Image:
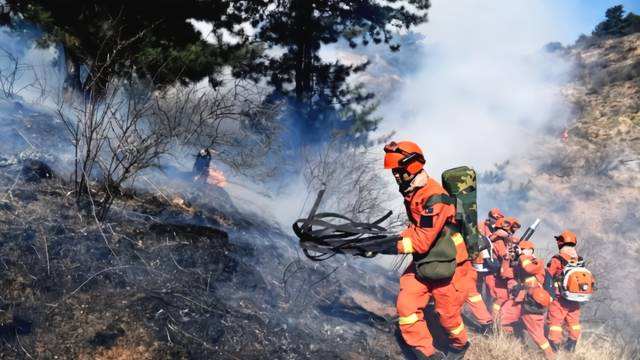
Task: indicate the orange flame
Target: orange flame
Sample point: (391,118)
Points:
(216,177)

☆ ☆ ☆ ☆

Rewrite the records above as a numbered list with one line per item. Drop any blank lines and leave out the pictures.

1. Image:
2. Task: indicate the orange flame
3. Target: orange flame
4. Sample point: (391,118)
5. Points:
6. (216,177)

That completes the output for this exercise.